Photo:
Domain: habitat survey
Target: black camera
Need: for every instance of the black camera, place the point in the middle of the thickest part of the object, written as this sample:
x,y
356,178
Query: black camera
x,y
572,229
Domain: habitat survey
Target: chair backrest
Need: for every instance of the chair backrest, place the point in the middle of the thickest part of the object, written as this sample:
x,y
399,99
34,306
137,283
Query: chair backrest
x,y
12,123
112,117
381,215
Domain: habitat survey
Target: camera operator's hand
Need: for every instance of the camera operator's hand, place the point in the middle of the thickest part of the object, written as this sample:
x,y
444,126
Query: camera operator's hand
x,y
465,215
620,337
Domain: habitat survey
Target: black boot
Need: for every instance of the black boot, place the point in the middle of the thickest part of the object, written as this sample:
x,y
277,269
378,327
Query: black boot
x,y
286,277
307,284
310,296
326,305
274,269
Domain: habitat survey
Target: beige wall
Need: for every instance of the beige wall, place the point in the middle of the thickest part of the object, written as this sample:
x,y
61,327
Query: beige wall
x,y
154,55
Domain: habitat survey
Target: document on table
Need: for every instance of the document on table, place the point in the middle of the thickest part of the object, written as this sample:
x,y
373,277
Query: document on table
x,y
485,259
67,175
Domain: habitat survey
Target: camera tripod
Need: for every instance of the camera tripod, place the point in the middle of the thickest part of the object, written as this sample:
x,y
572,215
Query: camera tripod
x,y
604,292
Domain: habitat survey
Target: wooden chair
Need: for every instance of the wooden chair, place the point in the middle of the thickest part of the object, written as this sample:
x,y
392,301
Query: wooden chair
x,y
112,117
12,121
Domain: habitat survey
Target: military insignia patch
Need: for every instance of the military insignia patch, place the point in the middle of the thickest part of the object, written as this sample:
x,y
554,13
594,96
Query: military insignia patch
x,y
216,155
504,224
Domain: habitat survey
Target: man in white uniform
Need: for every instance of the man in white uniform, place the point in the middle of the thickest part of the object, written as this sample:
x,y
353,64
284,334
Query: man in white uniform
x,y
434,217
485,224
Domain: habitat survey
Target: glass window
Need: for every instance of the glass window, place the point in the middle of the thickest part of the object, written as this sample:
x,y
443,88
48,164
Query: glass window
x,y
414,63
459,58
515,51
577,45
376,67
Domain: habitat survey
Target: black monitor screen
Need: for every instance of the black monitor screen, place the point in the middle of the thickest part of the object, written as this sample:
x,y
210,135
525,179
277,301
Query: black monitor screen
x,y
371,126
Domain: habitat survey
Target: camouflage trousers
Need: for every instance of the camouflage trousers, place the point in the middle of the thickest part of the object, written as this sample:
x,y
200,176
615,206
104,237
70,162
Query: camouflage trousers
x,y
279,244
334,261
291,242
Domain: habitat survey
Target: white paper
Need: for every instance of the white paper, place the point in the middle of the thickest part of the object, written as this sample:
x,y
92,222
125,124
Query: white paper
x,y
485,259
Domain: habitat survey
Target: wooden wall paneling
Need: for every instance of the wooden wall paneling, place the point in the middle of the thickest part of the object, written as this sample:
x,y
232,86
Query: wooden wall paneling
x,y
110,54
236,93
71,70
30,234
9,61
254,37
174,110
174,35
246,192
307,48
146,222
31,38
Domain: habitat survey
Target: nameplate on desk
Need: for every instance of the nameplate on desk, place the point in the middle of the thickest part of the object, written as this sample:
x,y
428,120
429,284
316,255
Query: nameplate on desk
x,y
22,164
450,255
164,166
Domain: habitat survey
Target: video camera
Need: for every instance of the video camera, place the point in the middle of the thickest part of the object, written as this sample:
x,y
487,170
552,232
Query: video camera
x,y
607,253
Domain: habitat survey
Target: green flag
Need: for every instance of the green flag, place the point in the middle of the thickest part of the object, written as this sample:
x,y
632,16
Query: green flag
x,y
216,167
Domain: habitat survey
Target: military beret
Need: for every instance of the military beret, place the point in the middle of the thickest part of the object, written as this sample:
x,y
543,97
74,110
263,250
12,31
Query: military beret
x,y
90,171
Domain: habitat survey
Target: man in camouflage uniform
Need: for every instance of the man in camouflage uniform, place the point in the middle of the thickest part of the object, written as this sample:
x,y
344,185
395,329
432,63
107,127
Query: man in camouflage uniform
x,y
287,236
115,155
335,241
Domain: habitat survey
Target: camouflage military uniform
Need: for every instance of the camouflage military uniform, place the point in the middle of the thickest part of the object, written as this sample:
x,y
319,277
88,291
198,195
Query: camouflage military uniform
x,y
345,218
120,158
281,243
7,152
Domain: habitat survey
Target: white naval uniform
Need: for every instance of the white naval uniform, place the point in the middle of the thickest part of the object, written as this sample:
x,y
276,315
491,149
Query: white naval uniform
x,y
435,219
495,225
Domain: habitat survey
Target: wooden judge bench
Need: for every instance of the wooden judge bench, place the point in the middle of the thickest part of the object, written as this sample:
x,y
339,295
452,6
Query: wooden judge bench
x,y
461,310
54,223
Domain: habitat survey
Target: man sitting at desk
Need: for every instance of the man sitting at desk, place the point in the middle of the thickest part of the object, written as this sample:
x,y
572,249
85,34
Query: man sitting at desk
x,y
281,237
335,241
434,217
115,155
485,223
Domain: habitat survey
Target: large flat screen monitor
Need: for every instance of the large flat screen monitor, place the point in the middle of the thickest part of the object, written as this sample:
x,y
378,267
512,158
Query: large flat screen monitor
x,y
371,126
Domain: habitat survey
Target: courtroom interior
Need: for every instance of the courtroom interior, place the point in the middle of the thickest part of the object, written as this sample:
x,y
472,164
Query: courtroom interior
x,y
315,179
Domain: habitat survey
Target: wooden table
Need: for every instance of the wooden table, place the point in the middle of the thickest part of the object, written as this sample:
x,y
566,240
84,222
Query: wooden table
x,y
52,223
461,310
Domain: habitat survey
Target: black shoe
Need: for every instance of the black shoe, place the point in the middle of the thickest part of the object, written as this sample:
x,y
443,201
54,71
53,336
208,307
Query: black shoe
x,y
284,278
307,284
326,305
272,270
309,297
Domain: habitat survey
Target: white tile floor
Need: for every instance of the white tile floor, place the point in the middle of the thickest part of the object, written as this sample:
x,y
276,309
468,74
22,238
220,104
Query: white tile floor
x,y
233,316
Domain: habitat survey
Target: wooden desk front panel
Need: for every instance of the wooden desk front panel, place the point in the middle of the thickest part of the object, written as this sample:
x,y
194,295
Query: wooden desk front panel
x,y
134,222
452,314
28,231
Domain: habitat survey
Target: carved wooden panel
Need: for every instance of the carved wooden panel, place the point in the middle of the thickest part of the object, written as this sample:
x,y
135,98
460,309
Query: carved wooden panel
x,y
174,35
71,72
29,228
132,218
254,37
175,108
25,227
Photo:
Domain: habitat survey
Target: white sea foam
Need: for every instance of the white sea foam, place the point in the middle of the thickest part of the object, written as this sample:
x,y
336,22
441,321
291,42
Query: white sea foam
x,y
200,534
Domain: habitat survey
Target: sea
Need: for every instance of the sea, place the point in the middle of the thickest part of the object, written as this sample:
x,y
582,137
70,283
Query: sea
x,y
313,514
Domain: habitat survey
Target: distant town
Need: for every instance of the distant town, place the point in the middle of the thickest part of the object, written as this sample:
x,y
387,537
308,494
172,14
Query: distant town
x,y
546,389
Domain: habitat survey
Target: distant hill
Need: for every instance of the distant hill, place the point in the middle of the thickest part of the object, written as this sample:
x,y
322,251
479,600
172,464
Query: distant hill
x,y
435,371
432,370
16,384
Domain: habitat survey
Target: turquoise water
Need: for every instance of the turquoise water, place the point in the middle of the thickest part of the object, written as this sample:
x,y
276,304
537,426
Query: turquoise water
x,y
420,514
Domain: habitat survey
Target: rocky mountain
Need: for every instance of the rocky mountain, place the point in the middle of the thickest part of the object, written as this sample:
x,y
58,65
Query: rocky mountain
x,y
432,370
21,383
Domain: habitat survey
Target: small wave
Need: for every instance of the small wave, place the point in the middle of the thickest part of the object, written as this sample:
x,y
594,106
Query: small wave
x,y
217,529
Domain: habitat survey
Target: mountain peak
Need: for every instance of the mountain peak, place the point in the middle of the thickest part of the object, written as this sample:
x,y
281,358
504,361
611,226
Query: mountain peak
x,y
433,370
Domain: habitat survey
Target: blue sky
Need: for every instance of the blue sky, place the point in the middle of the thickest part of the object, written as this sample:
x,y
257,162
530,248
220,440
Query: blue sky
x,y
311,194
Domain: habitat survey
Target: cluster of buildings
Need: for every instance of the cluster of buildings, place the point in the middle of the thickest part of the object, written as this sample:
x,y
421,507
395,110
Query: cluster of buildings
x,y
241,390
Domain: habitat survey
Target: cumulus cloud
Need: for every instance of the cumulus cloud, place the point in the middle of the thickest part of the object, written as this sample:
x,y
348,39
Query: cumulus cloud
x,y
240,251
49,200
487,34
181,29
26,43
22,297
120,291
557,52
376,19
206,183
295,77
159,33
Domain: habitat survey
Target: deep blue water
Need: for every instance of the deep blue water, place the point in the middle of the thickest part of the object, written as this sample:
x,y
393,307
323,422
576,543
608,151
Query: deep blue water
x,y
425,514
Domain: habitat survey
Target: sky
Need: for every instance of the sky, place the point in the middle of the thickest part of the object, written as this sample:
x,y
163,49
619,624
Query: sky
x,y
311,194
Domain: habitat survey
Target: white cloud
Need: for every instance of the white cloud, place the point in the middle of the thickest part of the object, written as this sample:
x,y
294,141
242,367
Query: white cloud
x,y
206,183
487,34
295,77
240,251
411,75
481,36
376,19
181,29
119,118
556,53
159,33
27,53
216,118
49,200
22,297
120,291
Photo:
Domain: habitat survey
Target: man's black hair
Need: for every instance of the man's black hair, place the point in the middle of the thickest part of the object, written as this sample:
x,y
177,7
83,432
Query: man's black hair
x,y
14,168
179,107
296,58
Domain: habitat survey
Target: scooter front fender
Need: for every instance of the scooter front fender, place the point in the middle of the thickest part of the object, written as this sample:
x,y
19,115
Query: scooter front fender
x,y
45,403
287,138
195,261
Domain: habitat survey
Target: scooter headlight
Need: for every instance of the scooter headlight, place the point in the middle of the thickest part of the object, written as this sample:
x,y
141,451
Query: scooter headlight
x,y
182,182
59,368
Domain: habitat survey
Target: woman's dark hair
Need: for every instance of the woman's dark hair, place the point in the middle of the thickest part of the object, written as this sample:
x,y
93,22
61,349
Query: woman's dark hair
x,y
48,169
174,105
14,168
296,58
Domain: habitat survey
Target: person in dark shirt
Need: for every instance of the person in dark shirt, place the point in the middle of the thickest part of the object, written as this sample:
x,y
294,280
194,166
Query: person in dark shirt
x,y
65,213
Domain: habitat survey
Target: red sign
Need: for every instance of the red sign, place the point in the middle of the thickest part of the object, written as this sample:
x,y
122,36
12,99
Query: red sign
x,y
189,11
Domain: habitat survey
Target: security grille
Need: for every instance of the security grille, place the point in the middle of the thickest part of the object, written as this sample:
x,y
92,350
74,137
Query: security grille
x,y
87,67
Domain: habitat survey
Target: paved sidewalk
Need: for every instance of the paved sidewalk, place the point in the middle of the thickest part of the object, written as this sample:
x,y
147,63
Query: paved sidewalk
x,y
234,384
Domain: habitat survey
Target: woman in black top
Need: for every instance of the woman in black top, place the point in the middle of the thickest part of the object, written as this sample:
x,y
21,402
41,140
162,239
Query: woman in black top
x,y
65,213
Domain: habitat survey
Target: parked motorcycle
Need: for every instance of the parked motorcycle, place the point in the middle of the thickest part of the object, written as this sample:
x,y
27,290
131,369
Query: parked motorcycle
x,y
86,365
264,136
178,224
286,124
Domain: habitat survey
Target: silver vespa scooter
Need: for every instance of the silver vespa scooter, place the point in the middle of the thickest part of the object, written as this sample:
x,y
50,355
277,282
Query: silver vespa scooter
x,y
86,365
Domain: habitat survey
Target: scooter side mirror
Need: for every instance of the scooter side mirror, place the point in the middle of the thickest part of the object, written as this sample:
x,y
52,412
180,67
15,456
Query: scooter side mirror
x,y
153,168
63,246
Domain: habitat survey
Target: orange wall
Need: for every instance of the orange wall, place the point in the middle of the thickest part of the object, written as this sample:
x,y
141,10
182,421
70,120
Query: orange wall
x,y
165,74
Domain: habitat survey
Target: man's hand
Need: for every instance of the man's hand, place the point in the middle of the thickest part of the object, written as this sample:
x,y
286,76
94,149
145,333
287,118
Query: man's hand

-=-=-

→ WHAT NEEDS TO BE DONE
Beginning at the top of the entries above, output each line exactly, and end with the line in which "Target: document on table" appears.

→ RESPONSE BOX
Photo:
Domain: habitat survey
Target: black camera
Need: for every instance of the black camera, place the point in the middle of the thickest part of the object, written as this sample:
x,y
356,178
Query: black camera
x,y
572,229
Domain: habitat survey
Target: chair backrest
Need: for every instance of the chair backrest, place the point in the middle of the thickest part of the object, written as this sample:
x,y
399,99
34,306
137,283
Query: chair backrest
x,y
12,123
112,117
381,215
Domain: habitat survey
Target: camera operator's hand
Need: for every instance of the camera operator's hand, place the point in the middle of the thickest part of the object, written as this sample:
x,y
444,126
Query: camera operator's hand
x,y
465,215
620,337
Domain: habitat survey
Target: black boot
Need: for every instance of the black boot, place the point in the middle of the thickest part of the object, written as this sample:
x,y
277,269
378,327
Query: black boot
x,y
286,277
307,284
310,296
326,305
274,269
Domain: habitat survey
Target: beige wall
Need: for every instance of the beige wall, place the point in the middle of the thickest part of the object, written as this sample:
x,y
61,327
Query: beige wall
x,y
154,55
Domain: habitat survey
Target: document on table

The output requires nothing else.